• _Data extract_

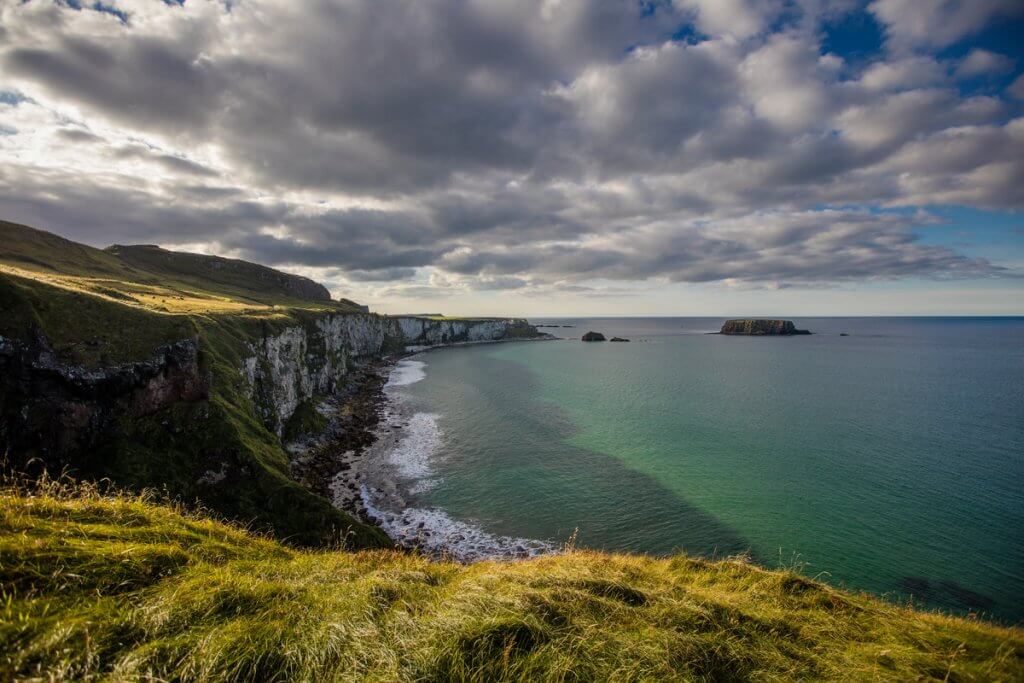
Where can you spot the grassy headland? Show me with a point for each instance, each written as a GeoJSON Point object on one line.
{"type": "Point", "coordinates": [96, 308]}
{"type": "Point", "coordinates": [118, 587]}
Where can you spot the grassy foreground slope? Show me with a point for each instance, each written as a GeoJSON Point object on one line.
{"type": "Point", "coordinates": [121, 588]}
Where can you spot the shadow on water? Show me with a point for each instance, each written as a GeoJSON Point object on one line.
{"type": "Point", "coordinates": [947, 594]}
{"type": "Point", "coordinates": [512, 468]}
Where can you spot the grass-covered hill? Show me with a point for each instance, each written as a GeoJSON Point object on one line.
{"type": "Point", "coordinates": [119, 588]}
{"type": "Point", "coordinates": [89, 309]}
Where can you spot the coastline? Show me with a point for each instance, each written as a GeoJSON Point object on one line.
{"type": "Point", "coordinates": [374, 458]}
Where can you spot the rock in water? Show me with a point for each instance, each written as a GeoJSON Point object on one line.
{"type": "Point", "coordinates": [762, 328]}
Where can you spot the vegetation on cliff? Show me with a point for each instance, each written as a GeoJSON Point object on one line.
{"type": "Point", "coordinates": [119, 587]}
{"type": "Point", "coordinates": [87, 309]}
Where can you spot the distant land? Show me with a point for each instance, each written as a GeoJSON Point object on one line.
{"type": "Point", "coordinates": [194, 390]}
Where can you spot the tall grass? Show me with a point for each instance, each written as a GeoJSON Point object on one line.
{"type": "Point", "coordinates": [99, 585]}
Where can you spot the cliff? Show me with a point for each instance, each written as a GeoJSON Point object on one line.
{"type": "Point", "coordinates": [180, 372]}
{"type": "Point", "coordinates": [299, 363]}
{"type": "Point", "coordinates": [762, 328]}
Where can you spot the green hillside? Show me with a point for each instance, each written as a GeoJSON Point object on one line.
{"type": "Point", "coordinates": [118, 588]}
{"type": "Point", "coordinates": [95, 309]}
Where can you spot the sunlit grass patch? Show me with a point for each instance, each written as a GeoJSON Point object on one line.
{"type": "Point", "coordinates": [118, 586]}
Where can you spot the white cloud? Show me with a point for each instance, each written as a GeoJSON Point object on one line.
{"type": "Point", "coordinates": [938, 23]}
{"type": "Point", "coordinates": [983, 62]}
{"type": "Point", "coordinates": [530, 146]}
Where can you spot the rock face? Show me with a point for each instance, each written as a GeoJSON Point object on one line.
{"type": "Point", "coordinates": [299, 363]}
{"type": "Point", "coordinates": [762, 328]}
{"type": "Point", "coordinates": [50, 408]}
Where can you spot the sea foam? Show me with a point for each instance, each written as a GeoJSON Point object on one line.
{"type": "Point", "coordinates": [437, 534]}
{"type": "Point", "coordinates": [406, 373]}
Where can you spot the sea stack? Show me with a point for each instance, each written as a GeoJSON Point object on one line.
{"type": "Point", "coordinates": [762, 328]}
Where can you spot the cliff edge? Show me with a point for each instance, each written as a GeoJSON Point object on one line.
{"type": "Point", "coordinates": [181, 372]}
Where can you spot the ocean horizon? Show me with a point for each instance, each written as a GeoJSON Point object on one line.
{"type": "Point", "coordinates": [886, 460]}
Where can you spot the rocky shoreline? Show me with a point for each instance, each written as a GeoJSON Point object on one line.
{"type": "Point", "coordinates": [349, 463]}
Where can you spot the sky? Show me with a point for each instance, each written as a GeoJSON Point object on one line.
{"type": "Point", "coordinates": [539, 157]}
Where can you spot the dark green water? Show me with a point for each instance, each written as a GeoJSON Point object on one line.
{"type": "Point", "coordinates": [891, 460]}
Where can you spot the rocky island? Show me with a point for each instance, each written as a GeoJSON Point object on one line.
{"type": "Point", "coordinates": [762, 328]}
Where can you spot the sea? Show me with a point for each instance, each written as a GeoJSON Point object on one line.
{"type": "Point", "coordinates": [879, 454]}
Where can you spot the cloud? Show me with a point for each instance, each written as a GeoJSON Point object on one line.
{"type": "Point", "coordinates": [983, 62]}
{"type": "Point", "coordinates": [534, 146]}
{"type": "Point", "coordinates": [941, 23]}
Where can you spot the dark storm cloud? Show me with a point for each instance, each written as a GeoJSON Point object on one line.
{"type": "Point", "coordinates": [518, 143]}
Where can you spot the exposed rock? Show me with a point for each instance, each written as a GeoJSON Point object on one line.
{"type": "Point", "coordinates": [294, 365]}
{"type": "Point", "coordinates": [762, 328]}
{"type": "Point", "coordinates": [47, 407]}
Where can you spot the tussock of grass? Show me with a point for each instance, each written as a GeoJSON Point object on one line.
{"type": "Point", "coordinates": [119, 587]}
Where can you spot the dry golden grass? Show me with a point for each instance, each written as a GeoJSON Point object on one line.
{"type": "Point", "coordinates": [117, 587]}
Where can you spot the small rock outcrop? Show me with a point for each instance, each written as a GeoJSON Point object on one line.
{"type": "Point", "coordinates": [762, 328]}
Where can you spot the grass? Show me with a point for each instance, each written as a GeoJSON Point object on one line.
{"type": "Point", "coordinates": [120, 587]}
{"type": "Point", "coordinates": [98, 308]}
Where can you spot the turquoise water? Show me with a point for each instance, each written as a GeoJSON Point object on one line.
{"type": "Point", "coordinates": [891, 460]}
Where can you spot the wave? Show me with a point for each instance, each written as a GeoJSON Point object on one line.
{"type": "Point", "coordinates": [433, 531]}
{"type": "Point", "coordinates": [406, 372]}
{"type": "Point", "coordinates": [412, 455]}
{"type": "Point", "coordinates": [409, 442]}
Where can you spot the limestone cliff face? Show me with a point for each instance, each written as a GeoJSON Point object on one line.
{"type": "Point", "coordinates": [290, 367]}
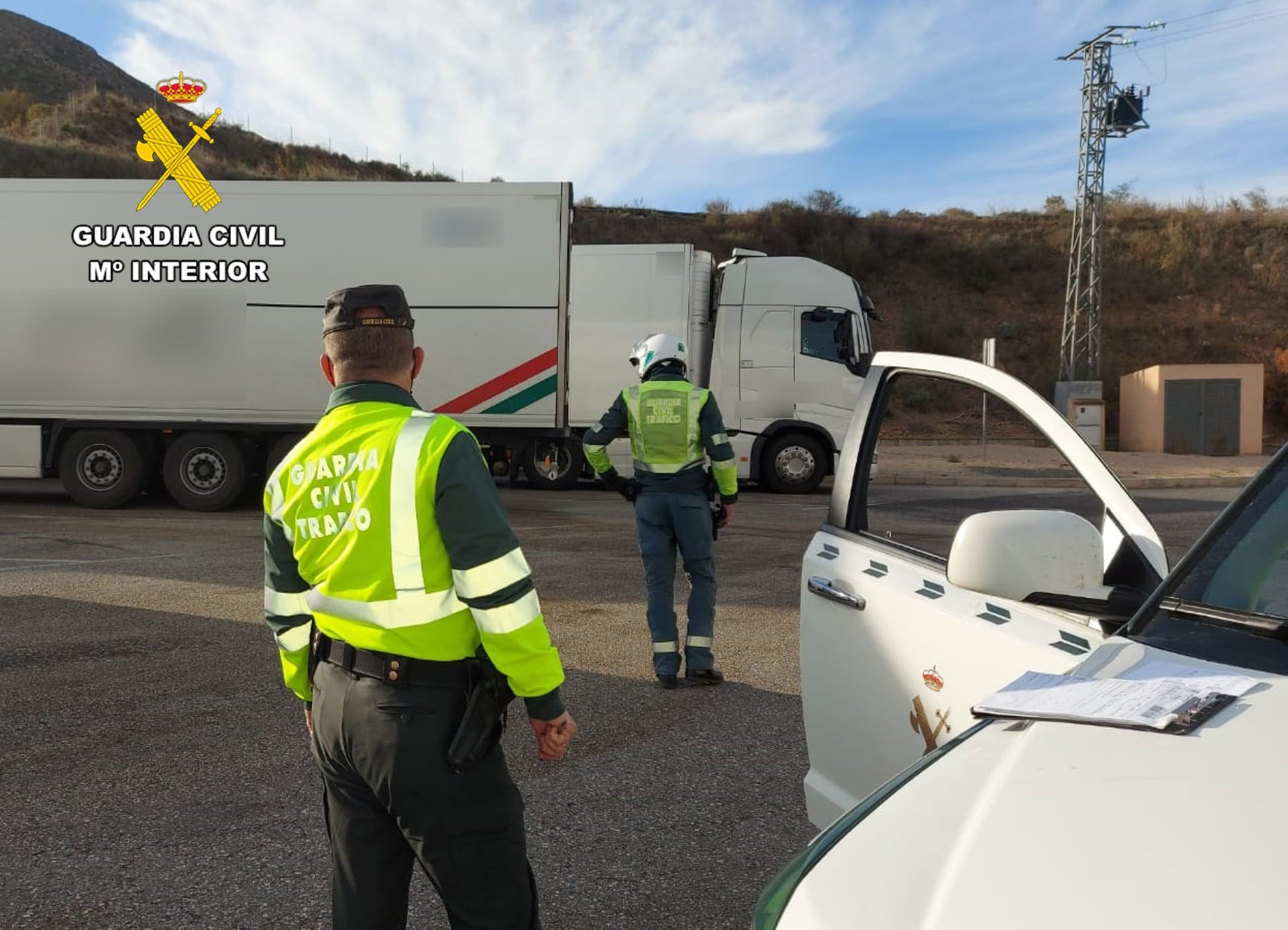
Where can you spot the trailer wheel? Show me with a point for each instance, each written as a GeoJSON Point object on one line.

• _About this exercise_
Copy each line of the listing exactly, skipping any picture.

• _The answer_
Where can you spot the grassy headland? Show me with a point for each instance, each written as a GeoJSON Point object on one line.
{"type": "Point", "coordinates": [96, 308]}
{"type": "Point", "coordinates": [118, 587]}
Where can you spot the grassy foreground slope? Show me with a point for each instance, each written as a GeoJSON Point object on one line.
{"type": "Point", "coordinates": [121, 588]}
Where can you spot the shadow on water? Show me with a point for each instance, each written as a GeoJSON Point object on one line.
{"type": "Point", "coordinates": [947, 594]}
{"type": "Point", "coordinates": [512, 468]}
Where can you spot the grass-covered hill? Show me with a point for each instance, each written as a GeoJSON Point object on one line.
{"type": "Point", "coordinates": [119, 588]}
{"type": "Point", "coordinates": [89, 309]}
Where can you spot the coastline? Show me with a point for each instance, each written as a GeoJSON Point object on one line.
{"type": "Point", "coordinates": [374, 458]}
Where can you spot the rock in water? Show me with a point for each instance, each written as a GeoJSON Point object on one line.
{"type": "Point", "coordinates": [762, 328]}
Where can you spot the vegetation on cliff? Show me with a point for each instance, each written as a GeoJSON Point object on one line.
{"type": "Point", "coordinates": [119, 587]}
{"type": "Point", "coordinates": [87, 309]}
Where can you spot the distant land? Show me with a point for each instance, each written as a GeoJSON Point object on one line.
{"type": "Point", "coordinates": [194, 390]}
Where can you spot the tall grass? Show me with a point for each instance, each written as a GeoJSON Point object on one line.
{"type": "Point", "coordinates": [99, 585]}
Where can you spot the cliff? Show me with a point for each instance, each written as a GeoJSON Point object on one line.
{"type": "Point", "coordinates": [180, 372]}
{"type": "Point", "coordinates": [299, 363]}
{"type": "Point", "coordinates": [762, 328]}
Where can you spot the green hillside? Show me with a point for each instance, each written as a GeoJSON Point object on one line.
{"type": "Point", "coordinates": [118, 588]}
{"type": "Point", "coordinates": [95, 309]}
Where can you spot the sunlit grass patch? Show me with a point for each instance, each written as a GeoJSON Point object on one line.
{"type": "Point", "coordinates": [118, 586]}
Where can you spot the white cloud? Show me with a point for each instance, each written as a GeoJSON Point object on one line.
{"type": "Point", "coordinates": [938, 23]}
{"type": "Point", "coordinates": [983, 62]}
{"type": "Point", "coordinates": [530, 146]}
Where can you spot the rock face? Show me with a point for each instance, each written as a GeoJSON Point object on one line.
{"type": "Point", "coordinates": [299, 363]}
{"type": "Point", "coordinates": [762, 328]}
{"type": "Point", "coordinates": [50, 408]}
Where can you spot the sea foam? Show me with a point for each instance, each written as a GeoJSON Point object on one line.
{"type": "Point", "coordinates": [437, 534]}
{"type": "Point", "coordinates": [406, 373]}
Where can you spot the sea stack? Show me with a point for each instance, each written as a GeoJSON Point object on one line.
{"type": "Point", "coordinates": [762, 328]}
Where can you spot the cliff edge? Show me with a point for each instance, each written as a GeoJSON Point object on one line.
{"type": "Point", "coordinates": [181, 372]}
Where can you spot the ocean horizon? Show me with a point for each instance, each written as a GeoJSON Point object on one line.
{"type": "Point", "coordinates": [886, 460]}
Where can you spot the rocky shoreline? Show me with a point for each instance, each written as a GeoJSON Point object on one line.
{"type": "Point", "coordinates": [349, 463]}
Where can you spot the sky? Show me with a point for each instance, each written as a GeoJSON Point object on one line.
{"type": "Point", "coordinates": [539, 157]}
Where can you spot the dark green water? Show me with a point for each instance, each written as a GeoJSON Point object on one line.
{"type": "Point", "coordinates": [891, 460]}
Where can you spot the rocky island? Show me with a point for each instance, each written as a GeoJSON Point object on one line.
{"type": "Point", "coordinates": [762, 328]}
Where can you spot the sea? Show me with a point for each instance, each written as a GeoJSON Point object on one line.
{"type": "Point", "coordinates": [879, 454]}
Where can you spot the cloud? Show me with a point for each instance, each written as a GeoJSON Point object on one line.
{"type": "Point", "coordinates": [983, 62]}
{"type": "Point", "coordinates": [534, 146]}
{"type": "Point", "coordinates": [941, 23]}
Where can you spot the dark storm cloud? Show me with a point for each instance, each written as a GeoJSON Point object on one line.
{"type": "Point", "coordinates": [518, 143]}
Where can you spot the exposed rock? Show me with a point for each instance, each written as a GeoJSON Point object on one line.
{"type": "Point", "coordinates": [294, 365]}
{"type": "Point", "coordinates": [762, 328]}
{"type": "Point", "coordinates": [47, 407]}
Where can you spot the tussock of grass? Show me with a point for each instance, each written as a GeoJSON Point object on one line.
{"type": "Point", "coordinates": [119, 587]}
Where can you spot the dry golden grass? Show me with a point for each instance, each written as a GeoJSON Point object on one line.
{"type": "Point", "coordinates": [117, 587]}
Where can you spot the small rock outcrop? Show me with a point for each instance, each written as a GeoJSON Point object on one line.
{"type": "Point", "coordinates": [762, 328]}
Where can you spot the grass? Show me with a point for each instance, each written as a GeoJSON Point object on one line.
{"type": "Point", "coordinates": [120, 587]}
{"type": "Point", "coordinates": [98, 308]}
Where can you spot the turquoise water? Show me with a point for each instance, each written as a GeoJSON Point object on one line.
{"type": "Point", "coordinates": [891, 460]}
Where can you spot the wave? Show me with a point for each instance, each written as a GeoJSON Point object on one line.
{"type": "Point", "coordinates": [433, 531]}
{"type": "Point", "coordinates": [406, 372]}
{"type": "Point", "coordinates": [412, 455]}
{"type": "Point", "coordinates": [409, 442]}
Where can you spot the limestone cliff face? Show me with a point for each instance, each written as a GeoJSON Point object on one line.
{"type": "Point", "coordinates": [290, 367]}
Where can you spot the trailer wheel? Show me with a point for each instance, each written as a GeoJSON Point object on one line.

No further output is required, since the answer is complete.